SHORT EXERCISE >>
In the listing below, locate the line containing "the wooden plank;"; reproduce that line and all lines that follow it, unchanged.
# start of SUPPLIED ENTRIES
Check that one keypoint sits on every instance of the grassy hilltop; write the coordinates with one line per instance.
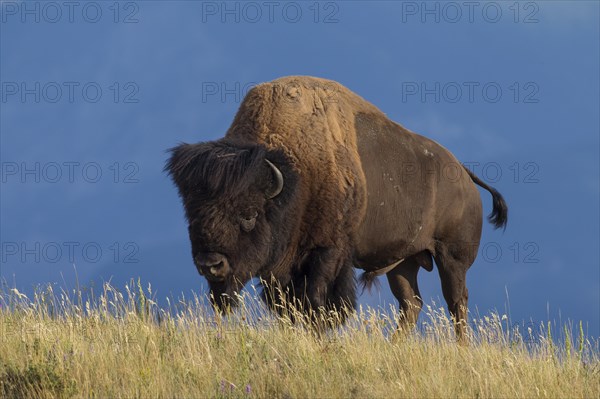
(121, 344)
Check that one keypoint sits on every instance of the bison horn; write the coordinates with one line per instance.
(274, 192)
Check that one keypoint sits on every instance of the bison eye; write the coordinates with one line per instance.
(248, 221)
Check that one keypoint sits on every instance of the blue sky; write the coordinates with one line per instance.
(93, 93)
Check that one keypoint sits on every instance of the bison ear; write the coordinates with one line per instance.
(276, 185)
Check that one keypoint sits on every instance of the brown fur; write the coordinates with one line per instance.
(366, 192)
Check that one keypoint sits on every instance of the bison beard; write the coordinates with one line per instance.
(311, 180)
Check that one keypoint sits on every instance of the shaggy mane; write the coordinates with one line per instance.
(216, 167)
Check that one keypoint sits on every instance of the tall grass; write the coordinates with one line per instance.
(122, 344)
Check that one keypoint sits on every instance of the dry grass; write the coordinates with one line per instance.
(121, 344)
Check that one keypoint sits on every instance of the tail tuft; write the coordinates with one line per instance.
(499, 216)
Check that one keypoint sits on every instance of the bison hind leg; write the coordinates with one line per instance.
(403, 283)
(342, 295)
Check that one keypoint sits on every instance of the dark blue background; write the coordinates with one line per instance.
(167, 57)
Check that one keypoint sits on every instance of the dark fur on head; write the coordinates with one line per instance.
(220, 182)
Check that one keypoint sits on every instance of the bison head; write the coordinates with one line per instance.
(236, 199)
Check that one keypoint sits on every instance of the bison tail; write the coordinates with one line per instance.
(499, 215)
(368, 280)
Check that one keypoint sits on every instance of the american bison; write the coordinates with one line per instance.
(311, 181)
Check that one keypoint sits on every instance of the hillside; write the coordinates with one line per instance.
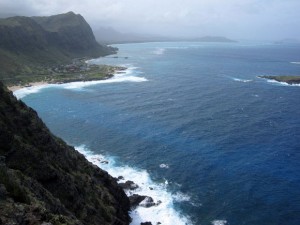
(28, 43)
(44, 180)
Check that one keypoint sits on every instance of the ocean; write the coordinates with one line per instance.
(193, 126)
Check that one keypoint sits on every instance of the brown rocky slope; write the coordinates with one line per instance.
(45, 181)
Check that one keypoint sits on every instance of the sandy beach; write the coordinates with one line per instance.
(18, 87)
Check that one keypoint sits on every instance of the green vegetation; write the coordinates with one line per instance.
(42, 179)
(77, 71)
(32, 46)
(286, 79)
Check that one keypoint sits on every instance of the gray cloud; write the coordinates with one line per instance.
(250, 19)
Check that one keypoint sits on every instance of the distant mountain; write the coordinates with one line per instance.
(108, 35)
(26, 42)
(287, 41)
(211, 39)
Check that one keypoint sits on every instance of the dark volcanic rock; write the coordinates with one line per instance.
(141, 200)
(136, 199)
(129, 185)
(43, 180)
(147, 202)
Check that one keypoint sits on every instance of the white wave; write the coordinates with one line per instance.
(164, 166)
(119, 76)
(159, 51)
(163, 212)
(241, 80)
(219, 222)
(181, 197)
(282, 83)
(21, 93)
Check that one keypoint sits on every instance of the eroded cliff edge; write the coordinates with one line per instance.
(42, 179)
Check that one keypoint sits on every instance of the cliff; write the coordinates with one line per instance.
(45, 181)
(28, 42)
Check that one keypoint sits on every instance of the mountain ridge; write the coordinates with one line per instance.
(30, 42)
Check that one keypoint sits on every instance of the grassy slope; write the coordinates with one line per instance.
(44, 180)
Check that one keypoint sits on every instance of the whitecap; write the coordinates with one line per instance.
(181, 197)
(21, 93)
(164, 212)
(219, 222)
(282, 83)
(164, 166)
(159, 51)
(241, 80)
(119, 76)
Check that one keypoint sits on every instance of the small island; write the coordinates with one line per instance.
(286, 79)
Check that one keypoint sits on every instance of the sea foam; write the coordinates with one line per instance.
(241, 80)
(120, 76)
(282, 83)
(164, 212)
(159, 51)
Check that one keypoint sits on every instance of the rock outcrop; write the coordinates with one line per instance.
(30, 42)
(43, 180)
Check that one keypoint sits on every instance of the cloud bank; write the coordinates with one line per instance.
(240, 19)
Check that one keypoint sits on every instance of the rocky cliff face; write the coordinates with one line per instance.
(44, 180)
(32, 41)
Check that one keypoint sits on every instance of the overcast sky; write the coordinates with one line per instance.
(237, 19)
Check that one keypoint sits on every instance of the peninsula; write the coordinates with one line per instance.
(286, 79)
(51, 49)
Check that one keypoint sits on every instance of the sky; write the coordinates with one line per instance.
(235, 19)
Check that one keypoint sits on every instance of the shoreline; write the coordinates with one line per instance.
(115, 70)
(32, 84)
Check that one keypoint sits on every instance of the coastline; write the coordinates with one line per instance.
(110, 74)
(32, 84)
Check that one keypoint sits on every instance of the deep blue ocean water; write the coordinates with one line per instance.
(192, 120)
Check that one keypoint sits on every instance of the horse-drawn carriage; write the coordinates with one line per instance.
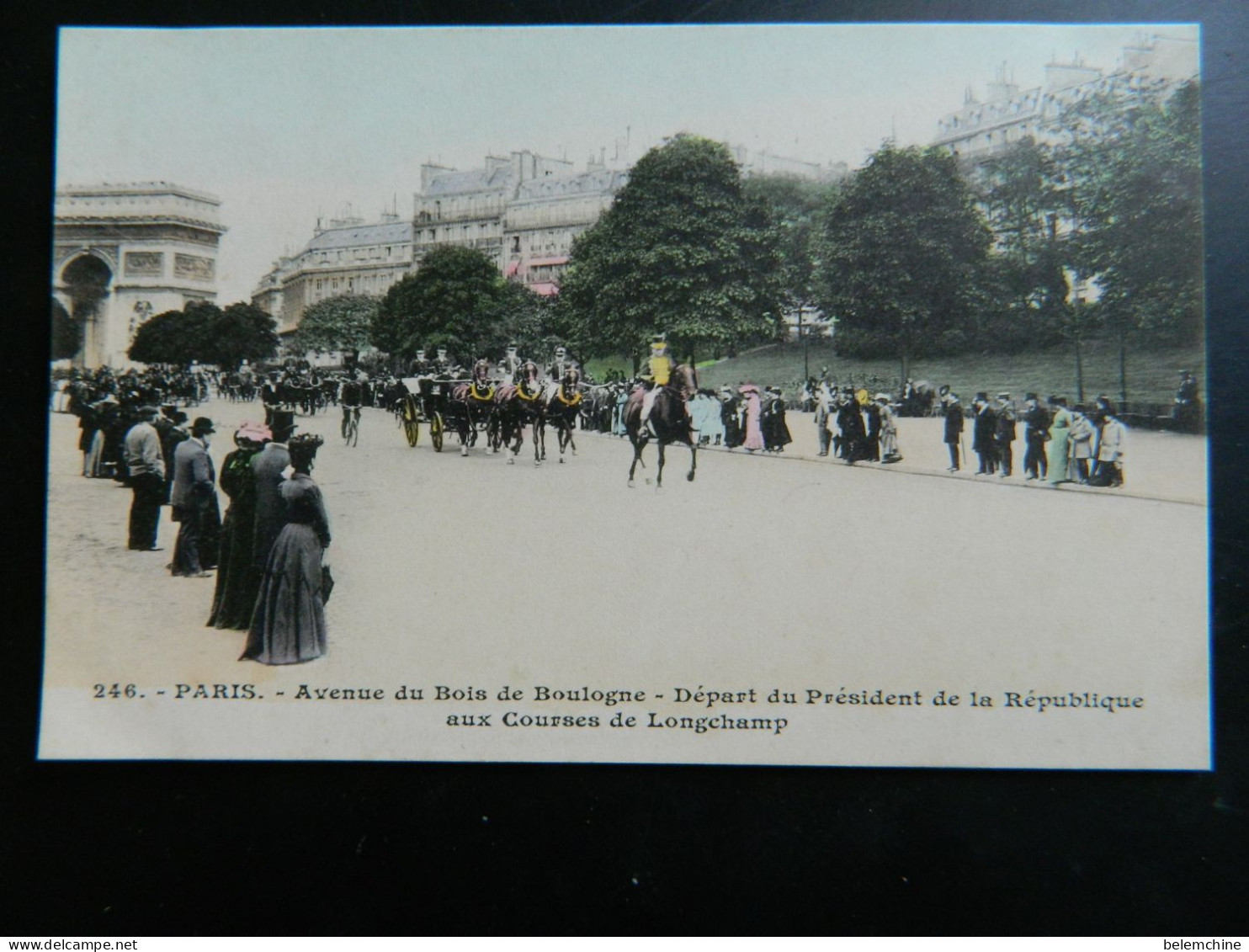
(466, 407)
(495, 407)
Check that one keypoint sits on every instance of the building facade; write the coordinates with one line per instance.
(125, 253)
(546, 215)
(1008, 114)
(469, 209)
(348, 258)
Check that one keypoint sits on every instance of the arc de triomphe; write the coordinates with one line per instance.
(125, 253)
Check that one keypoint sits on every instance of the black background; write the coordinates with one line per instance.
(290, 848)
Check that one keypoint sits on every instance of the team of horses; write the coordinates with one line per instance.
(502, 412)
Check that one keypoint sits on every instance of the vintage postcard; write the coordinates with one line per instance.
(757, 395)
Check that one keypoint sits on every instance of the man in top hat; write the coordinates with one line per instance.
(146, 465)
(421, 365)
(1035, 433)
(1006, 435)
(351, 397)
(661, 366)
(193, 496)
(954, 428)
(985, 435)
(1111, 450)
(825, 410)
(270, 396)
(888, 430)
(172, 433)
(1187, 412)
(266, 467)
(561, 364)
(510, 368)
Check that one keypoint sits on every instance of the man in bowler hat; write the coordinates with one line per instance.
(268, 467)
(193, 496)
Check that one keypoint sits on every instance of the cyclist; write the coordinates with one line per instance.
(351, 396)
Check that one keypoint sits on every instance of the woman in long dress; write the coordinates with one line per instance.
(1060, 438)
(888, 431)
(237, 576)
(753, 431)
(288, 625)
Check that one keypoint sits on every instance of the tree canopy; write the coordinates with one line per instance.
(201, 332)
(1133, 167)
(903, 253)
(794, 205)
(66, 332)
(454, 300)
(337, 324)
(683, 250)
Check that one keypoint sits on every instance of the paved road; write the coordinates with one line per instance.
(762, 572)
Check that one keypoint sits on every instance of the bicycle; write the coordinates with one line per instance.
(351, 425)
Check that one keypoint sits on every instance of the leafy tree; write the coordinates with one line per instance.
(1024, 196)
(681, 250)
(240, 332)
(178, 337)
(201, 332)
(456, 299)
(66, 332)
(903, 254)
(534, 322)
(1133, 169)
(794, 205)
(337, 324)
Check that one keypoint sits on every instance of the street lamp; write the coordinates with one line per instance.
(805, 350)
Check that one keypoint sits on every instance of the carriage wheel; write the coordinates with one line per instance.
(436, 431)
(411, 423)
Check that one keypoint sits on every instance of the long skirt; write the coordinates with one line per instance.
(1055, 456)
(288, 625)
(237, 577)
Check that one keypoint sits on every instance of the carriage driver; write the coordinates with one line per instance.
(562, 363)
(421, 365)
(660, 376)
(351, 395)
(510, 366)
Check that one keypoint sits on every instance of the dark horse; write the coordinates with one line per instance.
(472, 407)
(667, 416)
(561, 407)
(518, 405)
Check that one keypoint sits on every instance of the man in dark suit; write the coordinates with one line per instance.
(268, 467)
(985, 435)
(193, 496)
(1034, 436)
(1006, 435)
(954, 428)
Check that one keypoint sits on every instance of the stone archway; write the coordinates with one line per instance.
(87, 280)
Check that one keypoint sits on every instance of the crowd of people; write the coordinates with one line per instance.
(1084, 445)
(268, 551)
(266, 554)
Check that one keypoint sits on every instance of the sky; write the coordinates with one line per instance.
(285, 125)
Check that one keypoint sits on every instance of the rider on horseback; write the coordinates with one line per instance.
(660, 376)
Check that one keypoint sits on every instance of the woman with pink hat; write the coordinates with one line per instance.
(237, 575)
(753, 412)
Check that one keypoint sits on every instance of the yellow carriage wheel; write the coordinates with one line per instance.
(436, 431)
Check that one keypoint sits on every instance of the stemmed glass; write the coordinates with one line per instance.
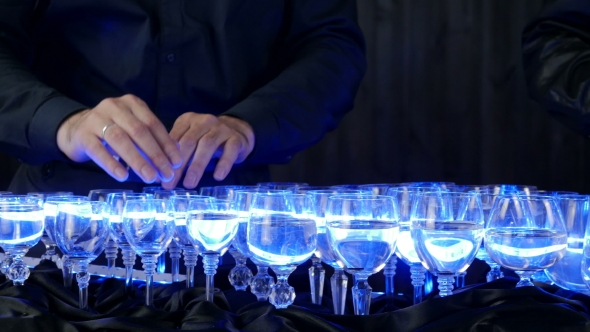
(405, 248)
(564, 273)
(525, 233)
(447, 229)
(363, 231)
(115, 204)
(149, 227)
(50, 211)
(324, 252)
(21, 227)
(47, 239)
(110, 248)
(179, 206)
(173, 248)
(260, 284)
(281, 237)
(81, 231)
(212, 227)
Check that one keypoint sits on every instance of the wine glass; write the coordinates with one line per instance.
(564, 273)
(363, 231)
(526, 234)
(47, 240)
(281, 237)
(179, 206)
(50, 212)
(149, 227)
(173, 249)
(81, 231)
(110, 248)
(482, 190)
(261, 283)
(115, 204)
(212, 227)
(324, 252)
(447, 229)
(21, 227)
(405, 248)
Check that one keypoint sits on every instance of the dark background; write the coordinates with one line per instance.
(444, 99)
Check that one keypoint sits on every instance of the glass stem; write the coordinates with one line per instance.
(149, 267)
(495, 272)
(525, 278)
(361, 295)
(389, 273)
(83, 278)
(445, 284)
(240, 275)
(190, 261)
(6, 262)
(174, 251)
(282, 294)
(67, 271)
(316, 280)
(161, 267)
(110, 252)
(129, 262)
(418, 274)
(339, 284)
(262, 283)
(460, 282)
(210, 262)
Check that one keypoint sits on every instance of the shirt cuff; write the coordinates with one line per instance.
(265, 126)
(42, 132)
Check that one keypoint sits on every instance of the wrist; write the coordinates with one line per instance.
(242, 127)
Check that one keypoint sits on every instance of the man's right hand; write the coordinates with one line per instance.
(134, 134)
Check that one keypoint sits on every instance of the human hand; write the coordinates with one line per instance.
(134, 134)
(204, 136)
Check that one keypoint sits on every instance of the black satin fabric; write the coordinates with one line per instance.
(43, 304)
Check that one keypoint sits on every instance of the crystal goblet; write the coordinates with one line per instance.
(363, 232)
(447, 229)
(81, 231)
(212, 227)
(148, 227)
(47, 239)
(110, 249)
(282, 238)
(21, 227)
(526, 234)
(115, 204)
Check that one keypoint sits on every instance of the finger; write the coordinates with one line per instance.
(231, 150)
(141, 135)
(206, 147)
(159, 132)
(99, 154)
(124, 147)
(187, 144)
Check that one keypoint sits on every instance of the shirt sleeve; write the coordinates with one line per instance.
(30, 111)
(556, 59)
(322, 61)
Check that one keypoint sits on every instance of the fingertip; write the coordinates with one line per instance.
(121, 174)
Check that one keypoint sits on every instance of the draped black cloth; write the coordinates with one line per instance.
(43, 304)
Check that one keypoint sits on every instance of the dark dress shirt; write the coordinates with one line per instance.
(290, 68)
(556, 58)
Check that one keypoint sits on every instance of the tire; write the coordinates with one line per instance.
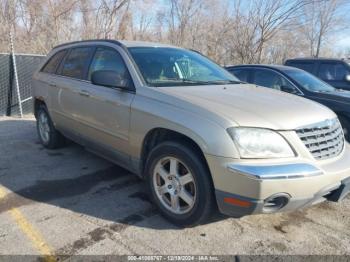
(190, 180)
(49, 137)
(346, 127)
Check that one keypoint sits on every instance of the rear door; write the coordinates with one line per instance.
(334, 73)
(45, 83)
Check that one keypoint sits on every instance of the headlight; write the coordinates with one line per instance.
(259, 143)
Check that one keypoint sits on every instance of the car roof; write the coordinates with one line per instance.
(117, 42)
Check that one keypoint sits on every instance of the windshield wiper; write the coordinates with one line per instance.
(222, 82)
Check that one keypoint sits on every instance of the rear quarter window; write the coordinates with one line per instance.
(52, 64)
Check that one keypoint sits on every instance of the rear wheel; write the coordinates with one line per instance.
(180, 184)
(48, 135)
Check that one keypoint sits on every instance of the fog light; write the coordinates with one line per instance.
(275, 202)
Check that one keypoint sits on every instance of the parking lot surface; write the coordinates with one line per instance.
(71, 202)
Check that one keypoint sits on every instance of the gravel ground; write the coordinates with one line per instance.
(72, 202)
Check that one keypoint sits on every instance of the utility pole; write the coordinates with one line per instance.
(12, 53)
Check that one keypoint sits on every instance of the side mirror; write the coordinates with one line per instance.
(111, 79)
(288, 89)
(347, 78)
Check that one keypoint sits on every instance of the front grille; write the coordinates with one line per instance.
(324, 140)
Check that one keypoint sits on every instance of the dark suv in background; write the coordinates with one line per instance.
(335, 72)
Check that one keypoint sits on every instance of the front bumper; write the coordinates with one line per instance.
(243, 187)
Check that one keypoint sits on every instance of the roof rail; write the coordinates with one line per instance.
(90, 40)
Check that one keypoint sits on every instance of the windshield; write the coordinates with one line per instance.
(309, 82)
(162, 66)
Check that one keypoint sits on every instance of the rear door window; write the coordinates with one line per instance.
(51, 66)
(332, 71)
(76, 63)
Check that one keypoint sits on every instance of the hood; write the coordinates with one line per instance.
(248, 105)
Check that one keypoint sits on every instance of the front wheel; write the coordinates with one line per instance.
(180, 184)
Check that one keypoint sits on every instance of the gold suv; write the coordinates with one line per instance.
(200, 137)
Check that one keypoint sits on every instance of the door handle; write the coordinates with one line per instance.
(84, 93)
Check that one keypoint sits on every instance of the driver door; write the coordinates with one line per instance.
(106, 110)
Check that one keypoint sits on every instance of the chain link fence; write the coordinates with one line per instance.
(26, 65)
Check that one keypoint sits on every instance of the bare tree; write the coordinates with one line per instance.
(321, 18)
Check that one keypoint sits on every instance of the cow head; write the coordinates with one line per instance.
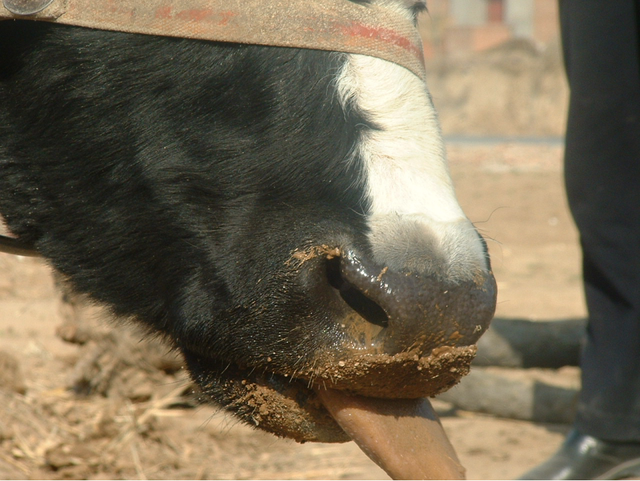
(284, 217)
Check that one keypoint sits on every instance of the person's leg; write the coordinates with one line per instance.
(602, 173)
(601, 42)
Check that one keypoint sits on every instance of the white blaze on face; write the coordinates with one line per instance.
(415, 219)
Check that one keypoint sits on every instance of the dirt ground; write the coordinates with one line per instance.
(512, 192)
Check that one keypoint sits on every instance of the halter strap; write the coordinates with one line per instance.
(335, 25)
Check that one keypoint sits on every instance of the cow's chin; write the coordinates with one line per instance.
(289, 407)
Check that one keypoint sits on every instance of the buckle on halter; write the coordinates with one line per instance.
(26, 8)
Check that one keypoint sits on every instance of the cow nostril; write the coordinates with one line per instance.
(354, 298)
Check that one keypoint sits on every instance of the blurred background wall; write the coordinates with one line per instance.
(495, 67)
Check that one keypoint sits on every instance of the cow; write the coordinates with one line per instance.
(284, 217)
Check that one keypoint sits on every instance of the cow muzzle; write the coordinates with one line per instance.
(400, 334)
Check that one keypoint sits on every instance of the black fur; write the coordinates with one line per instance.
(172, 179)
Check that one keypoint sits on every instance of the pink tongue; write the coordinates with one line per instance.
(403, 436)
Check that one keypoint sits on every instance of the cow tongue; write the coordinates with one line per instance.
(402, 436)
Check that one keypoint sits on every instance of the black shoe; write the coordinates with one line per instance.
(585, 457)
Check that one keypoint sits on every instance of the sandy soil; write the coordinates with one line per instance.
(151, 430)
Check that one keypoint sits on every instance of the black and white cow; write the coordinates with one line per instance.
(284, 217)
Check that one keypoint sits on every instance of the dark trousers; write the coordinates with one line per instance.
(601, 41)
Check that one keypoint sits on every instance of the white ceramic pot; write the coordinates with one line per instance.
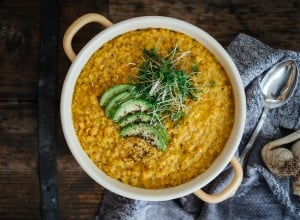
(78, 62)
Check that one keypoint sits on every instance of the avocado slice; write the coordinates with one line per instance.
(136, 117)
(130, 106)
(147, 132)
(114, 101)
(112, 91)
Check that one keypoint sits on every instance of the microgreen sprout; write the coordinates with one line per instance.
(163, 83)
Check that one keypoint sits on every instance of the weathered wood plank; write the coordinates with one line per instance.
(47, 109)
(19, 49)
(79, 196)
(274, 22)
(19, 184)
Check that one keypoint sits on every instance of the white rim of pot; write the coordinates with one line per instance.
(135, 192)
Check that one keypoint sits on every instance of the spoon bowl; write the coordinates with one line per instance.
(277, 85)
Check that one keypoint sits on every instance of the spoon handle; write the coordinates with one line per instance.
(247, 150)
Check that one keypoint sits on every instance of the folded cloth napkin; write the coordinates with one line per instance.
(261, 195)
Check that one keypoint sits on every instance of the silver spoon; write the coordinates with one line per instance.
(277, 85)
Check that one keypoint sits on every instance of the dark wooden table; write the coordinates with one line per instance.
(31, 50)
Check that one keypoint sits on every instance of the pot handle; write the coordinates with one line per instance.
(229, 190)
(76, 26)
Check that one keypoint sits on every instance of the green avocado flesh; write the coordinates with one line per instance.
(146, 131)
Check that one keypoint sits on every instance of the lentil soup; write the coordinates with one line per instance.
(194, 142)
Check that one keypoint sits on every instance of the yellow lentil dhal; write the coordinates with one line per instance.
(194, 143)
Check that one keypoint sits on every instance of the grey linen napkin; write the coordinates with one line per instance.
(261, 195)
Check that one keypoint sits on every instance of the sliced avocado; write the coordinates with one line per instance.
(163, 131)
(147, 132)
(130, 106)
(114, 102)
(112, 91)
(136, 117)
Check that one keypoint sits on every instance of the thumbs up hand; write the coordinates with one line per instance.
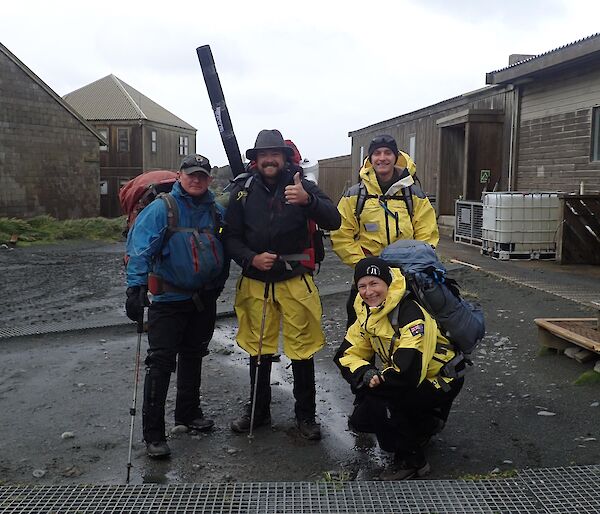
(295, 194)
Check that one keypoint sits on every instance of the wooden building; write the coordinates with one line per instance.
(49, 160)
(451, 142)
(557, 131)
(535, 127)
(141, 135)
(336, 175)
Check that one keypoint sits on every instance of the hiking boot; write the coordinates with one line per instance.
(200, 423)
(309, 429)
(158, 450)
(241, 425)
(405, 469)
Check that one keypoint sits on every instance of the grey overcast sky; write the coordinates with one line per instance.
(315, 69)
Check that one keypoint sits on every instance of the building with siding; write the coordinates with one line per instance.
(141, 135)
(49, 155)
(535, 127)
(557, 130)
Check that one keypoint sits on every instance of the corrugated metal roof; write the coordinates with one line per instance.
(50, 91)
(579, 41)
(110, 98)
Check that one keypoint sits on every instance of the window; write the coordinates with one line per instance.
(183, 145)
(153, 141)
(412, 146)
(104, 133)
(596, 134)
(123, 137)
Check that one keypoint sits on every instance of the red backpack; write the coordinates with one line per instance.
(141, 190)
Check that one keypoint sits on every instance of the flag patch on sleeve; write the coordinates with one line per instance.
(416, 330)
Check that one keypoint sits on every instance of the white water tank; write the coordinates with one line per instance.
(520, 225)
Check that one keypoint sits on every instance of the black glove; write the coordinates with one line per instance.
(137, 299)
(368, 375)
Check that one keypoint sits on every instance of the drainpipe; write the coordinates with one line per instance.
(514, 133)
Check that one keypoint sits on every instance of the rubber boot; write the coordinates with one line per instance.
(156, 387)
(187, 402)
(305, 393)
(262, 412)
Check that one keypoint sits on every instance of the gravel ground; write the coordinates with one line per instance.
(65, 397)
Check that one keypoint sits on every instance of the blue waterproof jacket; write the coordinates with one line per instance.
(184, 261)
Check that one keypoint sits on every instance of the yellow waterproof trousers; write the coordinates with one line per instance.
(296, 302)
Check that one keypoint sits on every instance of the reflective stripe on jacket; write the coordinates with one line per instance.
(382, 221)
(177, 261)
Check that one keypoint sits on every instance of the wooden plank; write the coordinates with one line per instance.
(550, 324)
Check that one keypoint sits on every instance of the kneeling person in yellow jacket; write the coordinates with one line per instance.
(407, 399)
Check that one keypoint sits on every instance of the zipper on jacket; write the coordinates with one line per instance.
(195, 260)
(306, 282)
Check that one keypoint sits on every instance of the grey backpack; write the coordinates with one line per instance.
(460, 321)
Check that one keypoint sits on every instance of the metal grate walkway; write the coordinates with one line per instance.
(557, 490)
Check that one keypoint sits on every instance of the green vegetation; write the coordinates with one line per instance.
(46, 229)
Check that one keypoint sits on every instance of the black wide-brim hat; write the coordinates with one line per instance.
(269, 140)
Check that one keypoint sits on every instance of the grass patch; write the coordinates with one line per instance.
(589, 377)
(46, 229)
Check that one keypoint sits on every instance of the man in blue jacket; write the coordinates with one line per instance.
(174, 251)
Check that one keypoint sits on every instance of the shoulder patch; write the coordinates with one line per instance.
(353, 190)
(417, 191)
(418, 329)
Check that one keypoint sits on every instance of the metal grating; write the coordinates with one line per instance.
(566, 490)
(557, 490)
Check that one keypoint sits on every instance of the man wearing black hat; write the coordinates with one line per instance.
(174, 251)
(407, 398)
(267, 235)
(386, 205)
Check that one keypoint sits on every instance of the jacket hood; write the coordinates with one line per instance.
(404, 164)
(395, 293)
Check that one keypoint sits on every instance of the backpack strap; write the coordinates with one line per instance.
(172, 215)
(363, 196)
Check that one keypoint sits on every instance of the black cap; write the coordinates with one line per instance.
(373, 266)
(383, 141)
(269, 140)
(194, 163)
# end of SUPPLIED ENTRIES
ANSWER TO THE EXERCISE >>
Check that one keypoint sits on every instance of the wooden plank; write the coordinates with one line per instance.
(550, 324)
Check that one keypoint sits on every instance of the kneeling person in yellow jacket; write the coordinates with one line per instance.
(407, 399)
Check that one keypoint sits on every instance of the zipper on jacket; write the coordinates with one line per instance.
(195, 260)
(306, 282)
Check that one keypoint sits on every instance of the grey backpack; write the coordinates with one line per instance.
(460, 321)
Check that one keypoint sits on every instance of the metal grate walkway; write the coordinates with one line per instance.
(557, 490)
Check that one keypoint sits on every instance of the green vegetation; write the coordinates with one line per instance.
(46, 229)
Check that one keypoint sits on every instance of the black wide-brim hat; write the coordinates with one line per instance.
(269, 140)
Check that one keypoint sits on every instance of the grass patch; write the coordinates with one line per instance.
(589, 377)
(46, 229)
Check that one keypoint sits on every instance of the man in blue jacket; write the coordinates with one line per instance.
(174, 251)
Check that one keypoint sits on every instance of the shoulder patch; write the coordinates with one line per instance.
(353, 190)
(417, 191)
(418, 329)
Check that one keypoint sits on every instance of the metal grating; write the coordinates with one line per instance.
(566, 490)
(557, 490)
Check that one keypoint sits on every instance of the man wearing black hat; write the coordinates with one line per instance.
(174, 251)
(407, 398)
(267, 235)
(386, 205)
Check that one keypoint sits on every instance of the jacket hood; write the coordinates with one line per instance.
(404, 164)
(395, 293)
Check that one keypoint sits on every instance of the backpack strap; write the coordinates with one line per instance.
(172, 215)
(363, 196)
Check that one keypoint sits on every instance of the black cap; write the coordinates with one line per instance.
(373, 266)
(383, 141)
(269, 140)
(194, 163)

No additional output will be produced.